▶ TASK TO COMPLETE: Can you render the records below as a two-column CSV with the header row instruction,points, giving one row per record with its text under instruction and its answer under points? Put each value in a single quoted field, with line breaks turned into spaces.

— BEGIN —

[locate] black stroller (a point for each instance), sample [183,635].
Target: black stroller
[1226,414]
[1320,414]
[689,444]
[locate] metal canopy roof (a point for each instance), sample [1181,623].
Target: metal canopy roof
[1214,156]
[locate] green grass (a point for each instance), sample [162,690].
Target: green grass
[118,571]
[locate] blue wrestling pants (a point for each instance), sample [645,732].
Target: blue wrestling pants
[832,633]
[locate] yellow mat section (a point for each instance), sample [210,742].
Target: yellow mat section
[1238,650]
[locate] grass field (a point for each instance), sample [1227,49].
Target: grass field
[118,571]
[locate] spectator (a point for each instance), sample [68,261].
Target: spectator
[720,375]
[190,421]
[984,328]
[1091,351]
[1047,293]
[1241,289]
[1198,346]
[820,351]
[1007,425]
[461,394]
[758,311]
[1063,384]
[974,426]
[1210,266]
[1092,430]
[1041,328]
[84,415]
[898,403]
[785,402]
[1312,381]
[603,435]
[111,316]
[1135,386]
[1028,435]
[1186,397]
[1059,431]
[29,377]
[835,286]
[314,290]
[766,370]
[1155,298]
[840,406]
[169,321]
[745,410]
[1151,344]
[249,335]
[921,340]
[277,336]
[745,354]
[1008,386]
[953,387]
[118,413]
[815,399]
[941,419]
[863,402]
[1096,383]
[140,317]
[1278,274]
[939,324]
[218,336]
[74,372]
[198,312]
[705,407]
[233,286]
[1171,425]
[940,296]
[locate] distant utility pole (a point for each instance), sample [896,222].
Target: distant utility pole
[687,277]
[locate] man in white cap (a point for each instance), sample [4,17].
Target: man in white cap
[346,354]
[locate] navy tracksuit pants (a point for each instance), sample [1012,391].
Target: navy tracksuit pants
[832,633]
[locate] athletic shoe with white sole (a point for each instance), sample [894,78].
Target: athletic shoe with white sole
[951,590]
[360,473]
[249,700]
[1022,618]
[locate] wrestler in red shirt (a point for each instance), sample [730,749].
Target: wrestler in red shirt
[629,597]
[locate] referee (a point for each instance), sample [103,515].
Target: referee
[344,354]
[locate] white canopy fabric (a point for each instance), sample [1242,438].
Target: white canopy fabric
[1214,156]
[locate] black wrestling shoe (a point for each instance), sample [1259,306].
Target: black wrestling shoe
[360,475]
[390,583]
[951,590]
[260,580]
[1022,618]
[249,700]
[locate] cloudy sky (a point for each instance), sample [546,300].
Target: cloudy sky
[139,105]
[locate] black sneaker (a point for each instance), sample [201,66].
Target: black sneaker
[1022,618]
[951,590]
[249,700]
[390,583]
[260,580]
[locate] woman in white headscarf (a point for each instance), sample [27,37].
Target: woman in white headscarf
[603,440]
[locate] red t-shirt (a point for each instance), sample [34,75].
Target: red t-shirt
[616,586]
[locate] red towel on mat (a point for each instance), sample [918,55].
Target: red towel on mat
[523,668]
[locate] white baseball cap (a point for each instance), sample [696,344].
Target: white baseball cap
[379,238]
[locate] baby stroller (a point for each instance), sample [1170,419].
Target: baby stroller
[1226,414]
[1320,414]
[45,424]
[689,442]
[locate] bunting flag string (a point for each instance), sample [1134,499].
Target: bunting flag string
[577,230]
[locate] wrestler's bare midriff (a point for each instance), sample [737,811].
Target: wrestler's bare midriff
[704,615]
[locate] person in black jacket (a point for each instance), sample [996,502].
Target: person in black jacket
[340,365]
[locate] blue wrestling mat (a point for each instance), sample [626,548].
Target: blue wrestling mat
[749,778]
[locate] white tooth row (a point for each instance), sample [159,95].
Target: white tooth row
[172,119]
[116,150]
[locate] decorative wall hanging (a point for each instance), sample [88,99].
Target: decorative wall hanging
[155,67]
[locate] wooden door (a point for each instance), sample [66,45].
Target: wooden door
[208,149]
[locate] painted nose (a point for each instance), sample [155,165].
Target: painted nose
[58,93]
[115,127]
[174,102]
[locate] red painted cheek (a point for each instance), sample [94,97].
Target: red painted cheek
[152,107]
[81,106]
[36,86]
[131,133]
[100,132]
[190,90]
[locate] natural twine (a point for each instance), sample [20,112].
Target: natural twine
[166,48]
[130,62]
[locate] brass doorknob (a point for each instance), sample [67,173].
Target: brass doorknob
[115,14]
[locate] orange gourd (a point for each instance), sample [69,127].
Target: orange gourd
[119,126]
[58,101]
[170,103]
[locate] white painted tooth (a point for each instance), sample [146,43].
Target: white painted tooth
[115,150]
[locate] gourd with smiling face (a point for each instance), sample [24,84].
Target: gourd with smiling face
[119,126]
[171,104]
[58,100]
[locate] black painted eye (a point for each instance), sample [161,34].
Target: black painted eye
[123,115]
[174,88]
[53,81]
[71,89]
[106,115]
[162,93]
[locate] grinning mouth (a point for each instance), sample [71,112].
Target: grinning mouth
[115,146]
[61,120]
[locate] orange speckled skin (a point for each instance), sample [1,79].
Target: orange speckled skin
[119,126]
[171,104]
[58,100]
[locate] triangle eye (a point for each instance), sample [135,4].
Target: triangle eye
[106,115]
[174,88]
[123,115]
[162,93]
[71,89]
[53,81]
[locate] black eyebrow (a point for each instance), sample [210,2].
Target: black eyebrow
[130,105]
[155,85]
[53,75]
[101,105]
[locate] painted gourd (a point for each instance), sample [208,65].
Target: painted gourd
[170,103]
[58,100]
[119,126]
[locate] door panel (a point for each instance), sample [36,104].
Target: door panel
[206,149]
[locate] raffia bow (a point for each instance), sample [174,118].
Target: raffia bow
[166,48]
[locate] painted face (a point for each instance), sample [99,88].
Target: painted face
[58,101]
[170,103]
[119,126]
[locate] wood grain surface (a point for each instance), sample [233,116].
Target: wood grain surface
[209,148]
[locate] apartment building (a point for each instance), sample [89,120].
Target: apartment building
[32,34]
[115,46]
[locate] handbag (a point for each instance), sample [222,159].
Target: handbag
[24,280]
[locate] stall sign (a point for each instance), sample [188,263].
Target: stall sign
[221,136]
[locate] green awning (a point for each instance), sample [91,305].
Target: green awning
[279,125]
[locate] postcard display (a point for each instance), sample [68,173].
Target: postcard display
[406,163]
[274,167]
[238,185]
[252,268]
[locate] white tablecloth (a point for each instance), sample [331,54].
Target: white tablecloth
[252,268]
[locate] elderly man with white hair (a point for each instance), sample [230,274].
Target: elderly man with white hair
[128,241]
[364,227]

— END —

▶ WRITTEN REPLY:
instruction,points
"[locate] black stroller (a point for each instance), sample [183,635]. Target: black stroller","[1226,414] [1320,414] [689,444]"
"[locate] metal canopy roof (a point for each instance), sample [1181,623]. Target: metal canopy roof","[1214,156]"
"[locate] green grass (a point for each instance), sample [162,690]. Target: green grass","[118,571]"
"[locate] blue wrestling pants (a point for each instance), sample [645,732]. Target: blue wrestling pants","[832,633]"
"[locate] yellow mat section (a point for each instance), sample [210,742]. Target: yellow mat section","[1238,650]"
"[locate] grass field (a point for each instance), sample [1227,49]. Target: grass field","[118,571]"
"[locate] spectator (a point for each instance), sample [68,261]. Target: spectator","[720,375] [190,421] [984,328] [1091,351] [1047,293] [1241,289] [1198,346] [820,351] [1007,425] [461,394] [758,311] [1063,384] [974,426] [1210,266] [1092,430] [1041,328] [84,415] [898,403] [785,402] [1312,381] [603,435] [111,316] [1135,386] [1028,435] [1186,397] [1059,431] [29,377] [835,286] [314,290] [766,370] [1155,298] [840,406] [169,321] [745,410] [1151,344] [249,335] [921,340] [277,336] [745,354] [1008,386] [953,387] [118,413] [815,399] [941,419] [863,402] [1096,383] [140,317] [1278,274] [939,324] [218,336] [74,372] [198,312] [705,407] [233,286] [1171,425] [940,296]"
"[locate] distant utility pole (a point for each instance), sample [896,222]. Target: distant utility pole","[687,277]"
"[locate] man in white cap (a point for each instance), sample [4,17]. Target: man in white cap","[346,354]"
"[locate] navy tracksuit pants (a point for each instance), sample [1012,391]. Target: navy tracksuit pants","[832,633]"
"[locate] athletic shoe with white sole (a point for each instance), sample [894,78]. Target: athletic shoe with white sole","[951,590] [360,473] [249,700] [1022,618]"
"[locate] wrestler in red shirt (a point for each instance), sample [730,749]. Target: wrestler in red shirt","[629,597]"
"[locate] referee (a point for each instance), sample [103,515]. Target: referee","[344,354]"
"[locate] white canopy fabric (a point for each instance), sample [1242,438]. Target: white canopy fabric","[1214,156]"
"[locate] black wrestling shoe (a point for each instance), sample [1259,306]. Target: black wrestling shoe","[360,475] [390,583] [951,590] [260,580] [1022,618] [249,700]"
"[locate] cloudy sky (a point for each instance), sample [546,300]. Target: cloudy sky","[139,105]"
"[locate] black sneaker (a point for each instance), sample [201,66]. Target: black sneaker","[1022,618] [951,590] [249,700] [390,583] [260,580]"
"[locate] woman in white headscarf (a point for each instance), sample [27,37]. Target: woman in white headscarf","[603,440]"
"[locate] red t-shirt (a point for each instance), sample [34,75]. Target: red t-shirt","[616,586]"
"[locate] red towel on mat (a point for each instance), sample [918,55]. Target: red towel on mat","[523,668]"
"[locate] white baseball cap (a point for each instance), sample [696,344]. Target: white baseball cap","[379,238]"
"[locate] baby stroller (a point for each instance), sample [1170,419]. Target: baby stroller","[1226,414] [1320,414] [45,424] [689,442]"
"[locate] bunting flag string (a point for each instance), sample [1134,499]. Target: bunting flag string","[577,230]"
"[locate] wrestler's bare midriff (a point for each instance), sample [737,811]. Target: wrestler's bare midriff","[704,615]"
"[locate] person in black jacket (a point for each instance), sample [996,502]. Target: person in black jacket","[340,365]"
"[locate] blue wrestling mat (a point for each instance), sample [626,548]. Target: blue wrestling mat","[749,778]"
"[locate] white tooth row (a point for each instance), sample [159,95]. Target: white tooth row","[172,119] [116,150]"
"[locate] decorative wall hanging (a point for each instance), sample [88,99]. Target: decorative wall hanging","[155,67]"
"[locate] wooden door (a point for each instance), sample [66,45]. Target: wooden door","[208,149]"
"[locate] painted nose (a point for each instance), sample [155,165]. Target: painted nose","[58,93] [115,127] [174,102]"
"[locate] red painted cheek (a point for each instance), sample [94,97]. Target: red painted cheek","[152,107] [81,106] [36,86] [131,133] [100,132] [190,90]"
"[locate] natural twine (a point for each instance), sample [20,112]. Target: natural twine","[166,48] [130,62]"
"[locate] brass doorknob (a point for each instance), sample [67,173]. Target: brass doorknob","[115,14]"
"[locate] orange gourd (a point for each instance), sample [69,127]. Target: orange gourd","[119,126] [58,101] [170,103]"
"[locate] white painted tooth (a point for each instance), sample [146,43]. Target: white painted tooth","[115,150]"
"[locate] gourd with smiling face (a point for each instance), sample [24,84]. Target: gourd with smiling face","[119,126] [171,104] [58,100]"
"[locate] black painted eye (a point for each instance), sample [161,34]. Target: black painted eye","[123,115] [174,88] [53,81] [71,89] [106,115] [162,93]"
"[locate] grinning mouth (a point for each instance), sample [71,112]. Target: grinning mouth","[115,146] [61,120]"
"[locate] orange speckled skin (a point for each instance), sample [1,79]. Target: orange speckled skin","[119,126] [171,104] [58,100]"
"[locate] triangle eye (a point for each instance), sample [135,4]. Target: triangle eye","[106,115] [174,88] [123,115] [162,93] [71,89] [53,81]"
"[locate] black eyebrow (a point for each instance), sample [210,2]. Target: black eyebrow","[130,105] [155,85] [53,75] [101,105]"
"[locate] painted gourd (a point for each instance), sample [208,65]. Target: painted gourd","[170,103] [58,100] [119,126]"
"[locate] door panel (a point for each instance), sample [36,104]. Target: door panel","[206,149]"
"[locate] raffia bow (a point for each instance), sample [174,118]. Target: raffia bow","[166,48]"
"[locate] painted face (a point for each instance), sample [99,88]. Target: painted face","[58,101] [170,103] [119,126]"
"[locate] wood grain surface (a point for each instance), sample [233,116]. Target: wood grain surface","[209,148]"
"[locate] apartment building (a point for each instance), sample [89,120]. Target: apartment building","[32,34] [115,46]"
"[locate] handbag (a point for each instance), sample [222,159]. Target: handbag","[24,280]"
"[locate] stall sign (a point for each instance), sample [188,263]. Target: stall sign","[221,136]"
"[locate] green awning (a point for each instance), sample [91,305]. Target: green awning","[279,125]"
"[locate] postcard display (a point for each instance), sample [68,173]. Target: postcard display","[406,163] [274,167] [238,185] [252,268]"
"[locate] white tablecloth (a point for each instance), sample [331,54]. Target: white tablecloth","[252,268]"
"[locate] elderly man with white hair (a point for each instance), sample [230,274]. Target: elderly man with white hair","[128,241] [364,227]"